▶ _Consigne écrite 1_
Trouvez dans les enregistrements chaque ligne où figure le mot « grass », puis recopiez-la.

——————

Et bien je dirais que la musique que tu fais quand tu as 31 ans se doit d’être différente de la musique que tu fais à 41 ans. Il faut évoluer, il faut mieux jouer : c’est notre approche. On n’essaie pas de copier ce que nous étions et d’avoir le même succès qu’à l’époque, on essaie d’être au meilleur de ce que l’on est maintenant, et pour le futur. On a gagné en maturité. On a choisit les chansons qui nous plaisaient et au final, on a vu que ce n’était pas un album de metal, mais peu importe ! C’est un excellent album ! En fait, le truc c’est que si t’as peur de la critique, tu fais quelque chose de pauvre.
C’est absolument vrai ! Il faut faire ce que l’on aime, et pas seulement ce que les gens attendent.
Oui, c’est ça ! On ne suit pas ce que les gens nous disent de faire. La critique a reproché que ce n’était pas un album metal, et bien on n’en a rien à faire ! On fait ce qu’on aime. Je ne base pas ma vie à respecter des règles imposées par les autres. On est un groupe de rock, et puis c’est tout.
Est-ce que tu penses que cette séparation ainsi que ta carrière solo ont apporté quelque chose à cet album, qui semble plus mâture ?
Oui, c’était intéressant. Le challenge était de garder à l’esprit notre histoire. La plus grosse erreur que font les pays est d’oublier l’histoire de la guerre, et celle-ci se répète encore et encore. Il y a eu de gros empires, ils s’effondrent toujours parce qu’ils deviennent trop gros, avec trop de territoire, et ils ne peuvent pas l’assumer.
Ceci peut s’appliquer à Skunk Anansie, et on a pris conscience de notre histoire afin de ne pas répéter nos erreurs. C’est comme nos fondations. Et c’est intéressant car ça nous a aidé pour le nouvel album. En fait, tu construis ton futur avec tes fondations. On a construit ce futur de manière calme, parce qu’on est beaucoup plus mâtures. On connaît nos racines, on sait d’où on vient et on ne l’a pas oublié, et cela nous permet d’avancer et de construire le futur.
En fait, quand tu vas voir un groupe en concert, tu veux écouter le dernier album mais tu veux aussi connaitre l’histoire du groupe. Et c’est bizarre parce qu’il existe tellement de groupes qui jouent sur leur histoire alors qu’ils n’ont fait qu’un album. Je trouve ça étrange. Pour moi, c’est pas possible de faire à ça quand t’as qu’un album. Nous, on a trois albums qui se valent et qui ont eu autant de succès.

——————

▶ _Consigne écrite 2_
D'après le texte, quel reproche la critique a-t-elle adressé à l'album ?

▶ _Données de l'exercice_
——————

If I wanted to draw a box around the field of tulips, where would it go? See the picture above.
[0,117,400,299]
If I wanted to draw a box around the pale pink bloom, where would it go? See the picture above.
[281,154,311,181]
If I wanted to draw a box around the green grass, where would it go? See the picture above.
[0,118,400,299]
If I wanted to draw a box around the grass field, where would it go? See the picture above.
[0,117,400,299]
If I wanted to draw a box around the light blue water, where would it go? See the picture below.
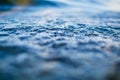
[0,0,120,80]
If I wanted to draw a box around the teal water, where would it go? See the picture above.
[0,0,120,80]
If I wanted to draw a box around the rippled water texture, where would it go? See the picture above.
[0,0,120,80]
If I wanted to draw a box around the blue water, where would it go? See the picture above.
[0,0,120,80]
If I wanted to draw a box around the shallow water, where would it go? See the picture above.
[0,0,120,80]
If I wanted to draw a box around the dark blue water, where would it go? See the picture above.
[0,0,120,80]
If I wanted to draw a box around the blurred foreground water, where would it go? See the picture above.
[0,0,120,80]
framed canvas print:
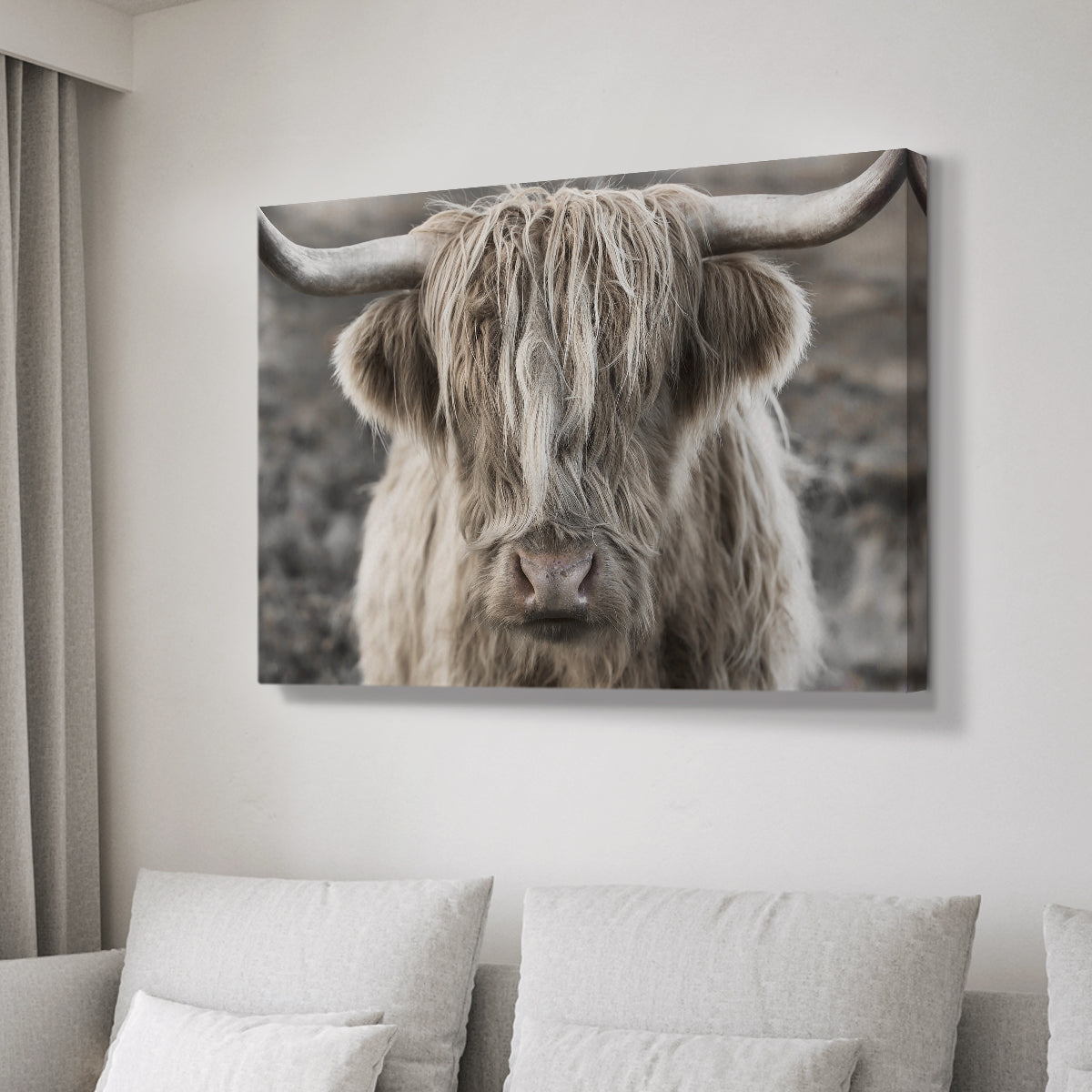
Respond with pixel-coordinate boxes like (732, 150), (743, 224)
(258, 151), (928, 690)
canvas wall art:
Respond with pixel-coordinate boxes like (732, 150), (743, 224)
(258, 151), (928, 690)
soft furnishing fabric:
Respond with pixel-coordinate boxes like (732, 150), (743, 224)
(1043, 906), (1092, 1092)
(96, 990), (397, 1092)
(510, 1020), (861, 1092)
(114, 869), (492, 1092)
(0, 56), (100, 957)
(509, 886), (978, 1092)
(0, 951), (122, 1092)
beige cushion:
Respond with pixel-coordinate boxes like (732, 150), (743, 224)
(96, 990), (395, 1092)
(511, 886), (978, 1092)
(1043, 906), (1092, 1092)
(114, 870), (492, 1092)
(511, 1019), (861, 1092)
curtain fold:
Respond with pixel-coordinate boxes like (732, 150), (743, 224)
(0, 56), (100, 957)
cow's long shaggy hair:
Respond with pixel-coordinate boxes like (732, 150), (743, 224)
(334, 186), (819, 688)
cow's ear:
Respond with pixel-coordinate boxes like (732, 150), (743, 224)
(333, 289), (440, 440)
(678, 255), (812, 415)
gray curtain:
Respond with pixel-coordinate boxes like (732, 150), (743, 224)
(0, 56), (100, 957)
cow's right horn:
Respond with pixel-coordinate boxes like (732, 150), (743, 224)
(258, 208), (435, 296)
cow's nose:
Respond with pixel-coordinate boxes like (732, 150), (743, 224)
(517, 550), (595, 612)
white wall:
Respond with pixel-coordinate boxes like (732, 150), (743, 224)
(76, 0), (1092, 989)
(0, 0), (133, 89)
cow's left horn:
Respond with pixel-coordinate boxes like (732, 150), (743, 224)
(693, 148), (906, 255)
(258, 208), (433, 296)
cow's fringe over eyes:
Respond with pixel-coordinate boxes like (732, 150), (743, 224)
(421, 186), (701, 541)
(334, 186), (820, 687)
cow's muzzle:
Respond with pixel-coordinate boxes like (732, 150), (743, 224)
(510, 548), (602, 641)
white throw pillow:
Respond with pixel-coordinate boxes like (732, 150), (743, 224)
(95, 990), (395, 1092)
(509, 886), (978, 1092)
(114, 869), (492, 1092)
(510, 1020), (861, 1092)
(1043, 906), (1092, 1092)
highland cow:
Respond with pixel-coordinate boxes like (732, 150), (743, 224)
(261, 153), (905, 688)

——————

▶ _Résultat attendu 1_
If I wanted to draw a box around the green grass, where would it go? See the picture above.
If I wanted to draw a box around the grass field, where would it go? See the picture above.

▶ _Résultat attendu 2_
Elle a reproché que ce n'était pas un album metal.